Work instructions
**1.** According to the physician biographies, where is the Partners In Health-supported project for which Daniel Palazuelos serves as Clinical Director?
**2.** Rewrite the passage of the physician biographies starting at "Daniel Palazuelos, M.D., M.P.H., is" and ending at "Group at BWH.", and substitute "Community Health Workers" for "Community Health Promoters".

Selected extract
-*-

Daniel Palazuelos, M.D., M.P.H., is an Associate Physician at the Brigham and Women’s Hospital and an Instructor of Medicine at Harvard Medical School. He graduated from Brown Medical School and completed a residency in Internal Medicine and Global Health Equity at BWH. He is the Clinical Director of the Partners In Health-supported project in Chiapas, Mexico. In this role, he lives for half of the year in isolated communities in the Sierra Madre Mountains, training local Community Health Promoters, providing medical care, conducting research, hosting medical student projects, and creating original curricula. For the other half of the year, he lives in Boston and practices inpatient medicine with the Hospitalist Group at BWH.

Giuseppe Raviola, M.D., is an Instructor in Psychiatry at HMS and an Attending Physician at the Richmond Psychiatry Inpatient Service at Children's Hospital Boston. A 2002 HMS graduate, he trained in adult psychiatry at MGH/McLean Hospital, serving as Chief Resident in International and Community Mental Health, and in child and adolescent psychiatry at Dartmouth-Hitchcock Medical Center, where he acquired experience in rural mental health service delivery. He has studied and written on the mental health and well-being of health care workers, and on child and adolescent mental health promotion in sub-Saharan Africa. As an advocate for community and global mental health concerns, he seeks to promote the need for incorporating effective, evidence-based mental health programs within existing community and health care infrastructures.

-*-

Given entries
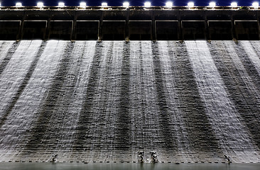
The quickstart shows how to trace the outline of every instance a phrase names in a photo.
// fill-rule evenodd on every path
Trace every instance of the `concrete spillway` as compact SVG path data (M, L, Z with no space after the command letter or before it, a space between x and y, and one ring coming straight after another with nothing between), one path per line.
M259 41L0 47L1 162L260 162Z

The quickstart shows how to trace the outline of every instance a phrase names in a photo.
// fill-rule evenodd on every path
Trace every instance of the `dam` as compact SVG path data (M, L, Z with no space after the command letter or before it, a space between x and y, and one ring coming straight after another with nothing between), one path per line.
M259 163L258 16L1 7L0 162Z

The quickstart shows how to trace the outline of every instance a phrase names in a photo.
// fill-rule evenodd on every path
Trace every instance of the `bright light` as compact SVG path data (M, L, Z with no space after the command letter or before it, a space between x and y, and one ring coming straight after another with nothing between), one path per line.
M151 2L149 2L149 1L146 1L146 2L144 3L144 6L145 6L145 7L151 7Z
M230 6L232 8L236 8L236 7L237 7L237 2L232 2L232 3L231 3Z
M58 4L58 6L59 7L64 7L64 6L65 6L65 4L64 4L64 2L59 2L59 3Z
M168 8L170 8L170 7L173 7L173 4L172 1L167 1L166 3L166 6L168 7Z
M189 8L193 8L194 7L194 2L188 2L188 6L189 6Z
M107 7L107 2L102 2L102 3L101 4L101 6L102 6L102 7Z
M252 4L252 6L253 6L254 8L258 8L258 7L259 6L259 3L258 3L258 2L253 2L253 4Z
M21 4L21 2L17 2L16 4L16 7L21 7L22 6L22 4Z
M85 2L80 2L80 7L81 8L85 8L87 6L87 4Z
M124 2L123 3L123 6L126 7L126 8L129 7L129 2Z
M216 3L213 1L210 2L209 6L210 7L215 8L216 6Z
M43 2L38 2L37 3L37 7L43 8Z

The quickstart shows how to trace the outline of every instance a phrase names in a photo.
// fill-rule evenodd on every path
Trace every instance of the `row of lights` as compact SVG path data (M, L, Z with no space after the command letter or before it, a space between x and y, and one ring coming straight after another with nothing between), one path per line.
M107 3L103 2L103 3L102 3L101 6L102 7L107 7ZM129 6L130 6L130 4L127 1L123 3L123 6L124 7L128 8L128 7L129 7ZM0 6L1 6L1 4L0 4ZM63 2L59 2L58 4L58 7L65 7L65 3L63 3ZM80 2L80 7L85 8L86 6L87 6L87 4L85 2ZM151 7L151 2L146 1L144 3L144 6L146 7L146 8ZM173 4L172 1L167 1L166 3L166 6L168 7L168 8L173 7ZM194 2L192 2L192 1L188 2L188 6L189 8L193 8L194 7ZM214 1L210 2L209 6L211 7L211 8L215 8L216 6L216 3L214 2ZM232 2L232 3L231 3L230 6L232 7L232 8L236 8L236 7L237 7L237 2ZM252 6L254 8L258 8L259 6L259 4L258 2L253 2ZM21 2L17 2L16 4L16 7L18 7L18 7L22 7L22 4ZM43 8L43 2L37 3L37 7Z

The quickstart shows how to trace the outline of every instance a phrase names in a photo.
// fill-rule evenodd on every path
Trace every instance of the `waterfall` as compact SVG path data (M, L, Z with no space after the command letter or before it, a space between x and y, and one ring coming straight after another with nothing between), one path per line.
M205 41L185 42L200 94L224 154L235 162L257 160L256 147L229 100Z
M0 41L0 161L257 162L259 46Z

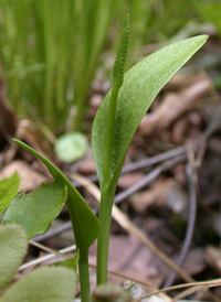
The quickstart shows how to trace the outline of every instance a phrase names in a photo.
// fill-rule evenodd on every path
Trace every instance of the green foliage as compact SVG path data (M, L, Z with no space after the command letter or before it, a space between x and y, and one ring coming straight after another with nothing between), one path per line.
M17 195L20 185L19 174L15 172L9 179L0 181L0 214L9 206Z
M48 159L25 143L14 140L19 145L38 158L50 171L52 176L62 179L67 187L67 208L71 216L76 246L80 249L80 280L82 290L82 301L90 299L90 276L88 276L88 248L99 234L99 222L78 191L72 185L70 180ZM25 214L24 214L25 215Z
M0 290L13 279L27 252L27 235L20 225L0 226ZM77 278L69 268L40 268L10 285L0 302L71 302Z
M98 237L99 223L94 213L92 212L92 209L88 207L88 205L82 197L82 195L72 185L70 180L48 159L38 153L28 144L19 140L13 141L31 154L33 154L35 158L38 158L48 168L48 170L55 180L62 179L65 182L67 186L67 207L74 227L74 235L77 247L80 249L88 249L92 242ZM90 226L88 228L85 227L85 222L87 226Z
M90 299L88 248L98 235L97 282L98 284L105 283L107 280L112 206L131 138L159 90L208 39L207 35L201 35L173 43L144 58L124 76L128 30L127 19L114 71L114 86L104 98L93 125L92 149L102 191L101 226L96 216L67 177L35 150L14 140L48 168L55 182L59 180L65 183L67 207L76 245L80 249L80 281L83 302L87 302ZM70 263L65 262L64 265Z
M207 39L207 35L201 35L173 43L137 63L125 74L119 93L116 93L114 84L96 114L92 150L102 191L102 229L97 241L98 284L107 281L112 205L131 138L159 90Z
M196 3L198 12L201 14L203 21L212 23L221 36L221 2L220 0L212 0L203 3Z
M60 137L55 143L56 157L66 163L71 163L83 158L88 149L88 142L81 132L71 132Z
M54 129L76 111L81 128L91 82L118 1L2 0L0 55L8 99ZM69 126L69 127L73 127Z
M123 290L122 287L116 284L101 284L98 285L93 294L92 302L130 302L131 298Z
M71 302L76 293L76 274L67 268L39 268L22 277L0 302Z
M25 252L27 236L21 226L0 225L0 290L12 281Z
M72 257L70 259L59 261L56 263L53 263L52 266L54 266L54 267L65 267L65 268L73 269L74 271L76 271L78 260L80 260L80 252L77 250L77 252L74 255L74 257Z
M201 35L173 43L147 56L126 74L119 90L109 174L116 184L131 138L152 100L172 75L206 43L208 36ZM112 90L104 98L93 123L92 149L99 179L104 187L103 158Z
M44 234L66 202L66 185L56 179L30 194L19 194L6 212L3 223L15 223L25 229L28 239Z

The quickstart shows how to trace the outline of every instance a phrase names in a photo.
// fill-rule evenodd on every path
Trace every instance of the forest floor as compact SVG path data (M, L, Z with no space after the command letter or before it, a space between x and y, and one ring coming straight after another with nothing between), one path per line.
M131 289L134 298L140 291L148 292L149 287L159 289L221 276L221 89L214 88L212 82L221 65L218 50L219 45L209 45L169 82L129 147L116 192L120 212L113 217L108 268L109 281L124 283L126 288L136 283ZM206 73L202 62L210 62L211 57L217 60L217 65ZM84 125L87 133L108 87L101 79L92 86ZM69 166L60 163L50 151L46 138L35 131L34 121L19 119L8 108L3 83L0 120L0 179L17 170L22 179L20 190L27 192L50 181L44 168L11 142L17 137L50 158L70 179L77 180L80 192L97 209L96 196L85 185L85 181L97 184L91 151ZM50 230L33 240L55 250L72 246L66 207ZM40 259L41 262L44 252L30 246L27 261ZM90 252L93 287L95 255L93 245ZM50 261L45 260L44 265ZM28 266L23 271L32 268ZM204 289L186 295L190 301L221 301L220 288L210 292ZM173 290L166 298L178 293Z

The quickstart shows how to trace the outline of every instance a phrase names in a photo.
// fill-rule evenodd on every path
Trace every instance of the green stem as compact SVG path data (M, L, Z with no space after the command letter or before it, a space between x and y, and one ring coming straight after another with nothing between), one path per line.
M88 267L88 249L80 249L80 284L81 284L81 301L90 301L90 267Z
M101 233L97 239L97 285L107 282L109 228L114 193L110 190L102 192L99 207Z
M104 143L104 159L103 159L103 175L104 175L104 181L106 185L108 185L110 181L109 168L110 168L110 161L112 161L114 122L115 122L115 114L116 114L119 87L120 86L118 85L113 86L112 96L109 100L108 116L107 116L105 143Z

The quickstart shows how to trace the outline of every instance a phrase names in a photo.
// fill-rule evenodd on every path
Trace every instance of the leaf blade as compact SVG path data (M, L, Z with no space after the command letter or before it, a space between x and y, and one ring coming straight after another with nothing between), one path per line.
M126 74L119 90L113 157L110 162L112 183L116 184L131 138L152 100L172 75L206 43L201 35L173 43L147 56ZM99 185L104 186L103 158L107 112L112 90L97 110L92 131L92 150Z

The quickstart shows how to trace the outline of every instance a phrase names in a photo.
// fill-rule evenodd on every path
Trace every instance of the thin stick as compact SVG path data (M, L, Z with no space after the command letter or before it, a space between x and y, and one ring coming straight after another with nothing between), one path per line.
M91 194L94 195L94 197L99 202L101 198L101 192L97 186L95 186L93 183L91 183L88 180L75 175L75 180L84 184L84 186L91 192ZM192 279L186 271L180 269L177 265L175 265L169 257L167 257L164 252L161 252L147 237L146 235L139 230L127 217L126 215L116 206L113 206L112 212L113 217L115 220L129 234L133 234L136 238L138 238L148 249L151 250L154 255L156 255L167 267L169 267L171 270L176 271L180 278L182 278L187 282L193 282L194 279Z
M187 258L188 250L190 248L190 244L192 241L193 230L194 230L194 223L196 223L196 216L197 216L197 192L194 186L194 179L193 179L193 168L192 168L192 161L194 161L194 153L192 149L188 152L189 163L186 165L186 174L188 179L189 184L189 215L188 215L188 226L187 231L185 236L185 241L182 244L182 248L180 251L180 255L177 260L177 265L179 267L182 267L185 259ZM164 288L170 287L175 279L177 277L177 273L173 271L169 276L168 280L164 284Z
M186 284L179 284L179 285L173 285L167 289L162 289L162 290L158 290L158 291L154 291L150 294L146 294L144 296L138 298L137 300L135 300L134 302L140 302L143 299L149 298L154 294L159 294L162 292L168 292L168 291L173 291L173 290L180 290L180 289L186 289L189 287L220 287L221 285L221 278L220 279L214 279L214 280L210 280L210 281L202 281L202 282L190 282L190 283L186 283Z

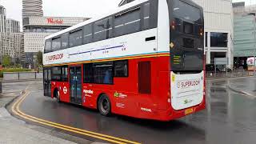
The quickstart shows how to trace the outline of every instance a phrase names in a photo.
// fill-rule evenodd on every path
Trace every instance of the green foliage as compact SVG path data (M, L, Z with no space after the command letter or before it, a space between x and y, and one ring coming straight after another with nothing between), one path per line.
M38 60L38 67L41 67L41 66L42 66L42 51L38 52L37 60Z
M3 66L8 67L11 64L11 58L9 55L4 55L2 58Z

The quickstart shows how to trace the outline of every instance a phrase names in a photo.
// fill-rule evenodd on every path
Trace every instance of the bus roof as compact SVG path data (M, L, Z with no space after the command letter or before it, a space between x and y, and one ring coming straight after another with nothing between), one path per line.
M57 32L57 33L54 33L53 34L50 34L50 35L46 37L45 40L57 37L57 36L61 35L62 34L65 34L66 32L69 32L69 31L71 31L71 30L75 30L77 28L79 28L81 26L86 26L86 24L90 24L91 22L96 22L98 20L102 19L102 18L107 17L108 15L112 15L112 14L114 14L115 13L118 13L120 11L125 10L130 8L130 7L134 6L136 5L138 5L140 3L143 3L143 2L147 2L147 1L149 1L149 0L136 0L136 1L134 1L132 2L127 3L127 4L126 4L126 5L122 6L117 7L117 9L114 10L113 11L111 11L110 13L109 13L107 14L102 14L102 16L89 19L87 21L85 21L83 22L78 23L77 25L74 25L74 26L73 26L71 27L69 27L69 28L65 29L63 30L61 30L59 32Z

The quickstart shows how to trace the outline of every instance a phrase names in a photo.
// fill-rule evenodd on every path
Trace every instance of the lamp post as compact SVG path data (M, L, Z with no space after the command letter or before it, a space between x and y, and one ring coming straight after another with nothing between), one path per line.
M252 53L253 55L254 55L254 77L256 76L255 74L255 70L256 70L256 62L255 62L255 58L256 58L256 13L251 13L251 14L248 14L248 15L254 15L254 20L253 20L253 22L254 22L254 50L252 50Z
M255 77L255 68L256 68L256 63L255 63L255 54L256 54L256 15L254 14L254 77ZM254 51L254 50L253 50Z

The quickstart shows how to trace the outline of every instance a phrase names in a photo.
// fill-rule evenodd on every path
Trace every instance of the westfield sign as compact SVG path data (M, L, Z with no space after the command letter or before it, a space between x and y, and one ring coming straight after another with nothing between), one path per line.
M54 19L54 18L47 18L47 22L49 24L63 24L63 19Z

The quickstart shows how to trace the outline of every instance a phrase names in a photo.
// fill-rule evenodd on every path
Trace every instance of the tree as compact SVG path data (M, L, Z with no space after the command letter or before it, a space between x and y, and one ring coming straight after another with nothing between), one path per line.
M38 66L41 66L42 65L42 51L38 52L37 61L38 61Z
M2 58L2 65L4 66L10 66L11 62L11 58L9 55L4 55Z

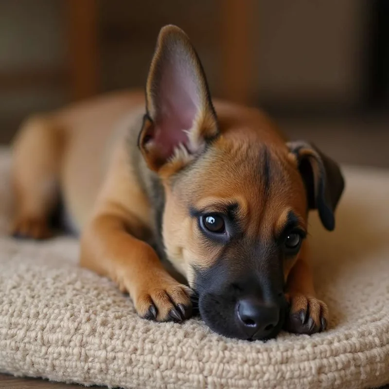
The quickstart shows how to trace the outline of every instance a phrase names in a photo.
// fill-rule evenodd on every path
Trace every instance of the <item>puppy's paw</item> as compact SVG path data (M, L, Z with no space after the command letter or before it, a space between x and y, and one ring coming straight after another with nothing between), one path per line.
M21 216L13 223L10 234L15 238L46 239L53 236L45 217Z
M328 308L323 301L300 294L287 294L289 311L285 329L295 334L312 335L324 331L328 320Z
M176 281L161 281L138 294L135 307L140 316L157 321L180 322L192 315L191 289Z

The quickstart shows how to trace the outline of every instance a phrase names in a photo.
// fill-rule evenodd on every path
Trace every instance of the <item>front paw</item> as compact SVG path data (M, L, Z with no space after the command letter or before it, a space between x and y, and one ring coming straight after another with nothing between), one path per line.
M180 322L192 316L189 287L175 281L160 281L137 293L135 307L141 317L157 321Z
M323 301L300 294L286 294L289 310L285 329L295 334L312 335L324 331L328 321L328 308Z

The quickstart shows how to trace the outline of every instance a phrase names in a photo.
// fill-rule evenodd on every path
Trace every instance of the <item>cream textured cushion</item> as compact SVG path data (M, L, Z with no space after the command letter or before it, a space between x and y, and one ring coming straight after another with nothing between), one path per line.
M266 343L226 339L198 319L156 324L77 267L78 245L4 236L8 158L0 154L0 371L130 388L372 388L389 383L389 173L346 169L336 232L312 218L329 329Z

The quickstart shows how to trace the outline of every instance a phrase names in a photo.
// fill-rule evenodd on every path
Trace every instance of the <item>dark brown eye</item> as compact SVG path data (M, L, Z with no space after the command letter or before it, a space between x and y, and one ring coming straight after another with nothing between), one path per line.
M204 226L209 231L218 233L224 232L224 220L221 216L218 215L208 215L203 217Z
M290 250L297 250L301 244L301 238L300 234L288 234L285 240L285 247Z

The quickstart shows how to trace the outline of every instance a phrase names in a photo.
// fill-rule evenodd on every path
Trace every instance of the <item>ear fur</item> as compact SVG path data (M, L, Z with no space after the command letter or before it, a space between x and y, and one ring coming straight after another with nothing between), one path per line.
M201 64L188 36L176 26L159 33L146 97L139 147L152 170L173 161L185 164L218 135Z
M332 231L335 227L335 209L344 189L338 165L314 145L297 141L287 146L297 160L309 209L317 209L323 225Z

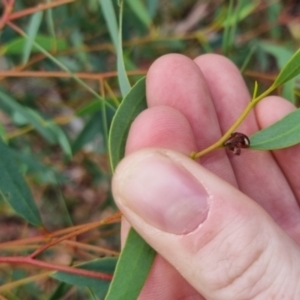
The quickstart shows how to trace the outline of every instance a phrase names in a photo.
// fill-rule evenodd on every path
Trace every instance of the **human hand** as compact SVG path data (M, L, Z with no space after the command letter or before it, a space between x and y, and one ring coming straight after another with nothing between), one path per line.
M169 54L151 66L149 108L113 178L118 207L159 253L139 299L299 299L300 145L188 157L217 141L249 99L222 56ZM268 97L238 131L251 135L294 109Z

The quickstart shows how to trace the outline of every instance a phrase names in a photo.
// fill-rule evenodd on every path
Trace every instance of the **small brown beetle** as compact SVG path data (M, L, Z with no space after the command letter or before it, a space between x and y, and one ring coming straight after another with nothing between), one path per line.
M224 146L231 150L235 155L241 154L241 148L248 148L250 146L249 138L240 132L233 132Z

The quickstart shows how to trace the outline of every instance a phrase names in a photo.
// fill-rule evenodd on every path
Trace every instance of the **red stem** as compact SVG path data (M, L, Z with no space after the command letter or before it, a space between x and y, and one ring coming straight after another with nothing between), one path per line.
M112 277L113 277L113 275L111 275L111 274L99 273L99 272L78 269L78 268L68 267L68 266L54 265L54 264L50 264L50 263L47 263L44 261L32 259L29 256L27 256L27 257L21 257L21 256L0 257L0 263L34 265L37 267L50 269L50 270L54 270L54 271L62 271L62 272L66 272L66 273L71 273L71 274L76 274L76 275L81 275L81 276L86 276L86 277L92 277L92 278L99 278L99 279L108 280L108 281L112 280Z

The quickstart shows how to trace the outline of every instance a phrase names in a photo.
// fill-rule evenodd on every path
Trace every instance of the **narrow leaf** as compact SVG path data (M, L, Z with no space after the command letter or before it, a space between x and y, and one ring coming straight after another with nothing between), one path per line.
M117 264L117 258L100 258L78 266L78 268L98 271L105 274L113 274ZM51 275L53 278L75 286L89 287L100 299L103 299L109 288L110 281L100 280L98 278L85 277L65 272L55 272ZM124 298L125 299L125 298Z
M131 228L105 300L138 299L155 251Z
M102 8L103 16L106 21L110 38L117 49L118 46L118 23L113 6L113 1L111 0L99 0L100 6Z
M111 168L115 169L125 153L132 121L147 107L145 77L140 79L120 104L109 136ZM131 229L120 255L106 300L137 299L150 271L155 251Z
M42 221L10 148L0 139L0 197L26 221L41 226Z
M273 150L300 143L300 109L250 137L252 149Z
M141 0L127 0L126 2L136 17L148 28L152 21L144 3Z
M123 46L122 46L122 22L123 21L123 1L120 2L120 15L119 15L119 38L117 47L117 70L118 80L121 89L122 96L125 97L130 91L130 83L125 70L125 63L123 58Z
M273 83L274 87L289 81L300 73L300 49L291 57Z
M28 27L28 39L25 44L23 57L22 57L22 64L26 64L31 53L31 49L33 47L34 40L36 38L37 32L40 28L42 22L43 12L39 11L35 13L30 20L29 27Z
M112 170L124 156L126 139L132 121L147 107L145 81L144 77L133 86L112 120L108 142Z

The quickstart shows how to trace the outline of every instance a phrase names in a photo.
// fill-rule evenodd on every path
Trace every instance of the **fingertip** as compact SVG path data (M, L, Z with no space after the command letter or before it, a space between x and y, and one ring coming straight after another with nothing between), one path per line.
M195 151L195 137L185 116L169 106L143 111L131 125L126 154L148 147L173 149L185 155Z

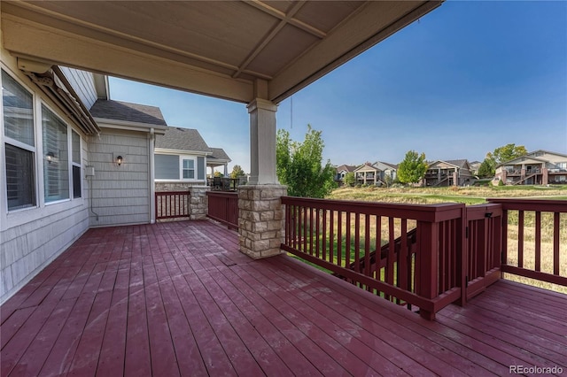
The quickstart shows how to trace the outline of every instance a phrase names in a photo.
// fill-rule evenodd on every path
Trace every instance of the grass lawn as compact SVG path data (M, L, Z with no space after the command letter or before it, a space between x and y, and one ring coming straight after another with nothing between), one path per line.
M464 203L467 205L486 203L489 197L531 197L567 200L566 186L500 186L467 188L341 188L326 199L359 200L368 202L432 204L436 203Z

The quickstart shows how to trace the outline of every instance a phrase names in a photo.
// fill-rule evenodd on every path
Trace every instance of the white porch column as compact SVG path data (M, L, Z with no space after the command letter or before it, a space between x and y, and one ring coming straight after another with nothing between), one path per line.
M259 96L265 96L266 83L259 81L256 86ZM284 208L280 197L286 195L287 188L279 184L276 173L277 106L258 97L247 107L250 180L238 187L238 234L240 251L257 259L282 252Z
M279 184L276 174L276 112L271 101L256 98L250 113L250 183Z

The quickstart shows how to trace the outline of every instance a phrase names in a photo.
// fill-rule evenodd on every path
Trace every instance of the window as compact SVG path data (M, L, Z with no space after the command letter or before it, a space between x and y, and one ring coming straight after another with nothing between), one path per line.
M195 179L195 160L194 159L183 159L183 160L182 173L183 180L194 180Z
M34 207L35 142L32 95L2 70L8 211Z
M43 186L45 203L69 198L67 127L42 105L43 128Z
M71 131L71 156L73 166L73 197L82 196L81 190L81 136Z
M179 180L179 156L155 155L156 180Z

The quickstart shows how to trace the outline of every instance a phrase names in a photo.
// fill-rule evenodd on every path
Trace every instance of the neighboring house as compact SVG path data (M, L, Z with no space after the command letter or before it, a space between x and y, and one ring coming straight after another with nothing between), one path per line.
M567 155L535 150L496 166L494 179L508 185L567 184Z
M222 148L209 148L211 155L206 158L206 166L211 168L211 177L214 176L214 168L223 167L223 175L229 176L229 163L232 161Z
M397 177L398 166L386 162L377 161L361 165L354 170L354 178L358 184L381 186L392 181Z
M335 168L335 182L340 187L345 185L345 176L349 173L354 172L356 166L353 166L350 165L341 165L340 166L337 166Z
M429 165L424 186L467 186L474 183L475 177L466 159L438 160Z
M221 148L209 148L198 130L169 127L156 138L156 190L206 185L206 167L224 166L230 158Z
M354 179L357 184L376 185L378 182L378 168L369 162L354 169Z
M153 222L165 132L159 109L109 100L105 76L2 56L0 303L89 227Z
M469 163L470 173L472 173L472 175L474 175L475 177L478 175L478 169L480 168L482 162L480 161L473 161Z

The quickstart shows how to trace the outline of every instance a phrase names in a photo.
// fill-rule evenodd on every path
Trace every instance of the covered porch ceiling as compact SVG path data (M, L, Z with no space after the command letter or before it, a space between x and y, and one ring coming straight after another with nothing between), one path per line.
M1 25L21 61L277 104L440 4L3 1Z

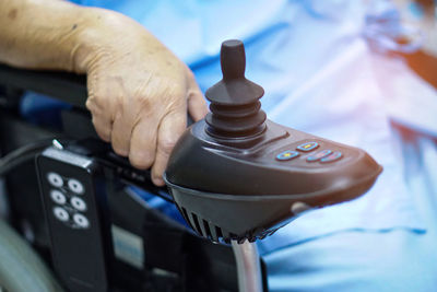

-*-

Solved tasks
**1.** Chiapas, Mexico.

**2.**
Daniel Palazuelos, M.D., M.P.H., is an Associate Physician at the Brigham and Women’s Hospital and an Instructor of Medicine at Harvard Medical School. He graduated from Brown Medical School and completed a residency in Internal Medicine and Global Health Equity at BWH. He is the Clinical Director of the Partners In Health-supported project in Chiapas, Mexico. In this role, he lives for half of the year in isolated communities in the Sierra Madre Mountains, training local Community Health Workers, providing medical care, conducting research, hosting medical student projects, and creating original curricula. For the other half of the year, he lives in Boston and practices inpatient medicine with the Hospitalist Group at BWH.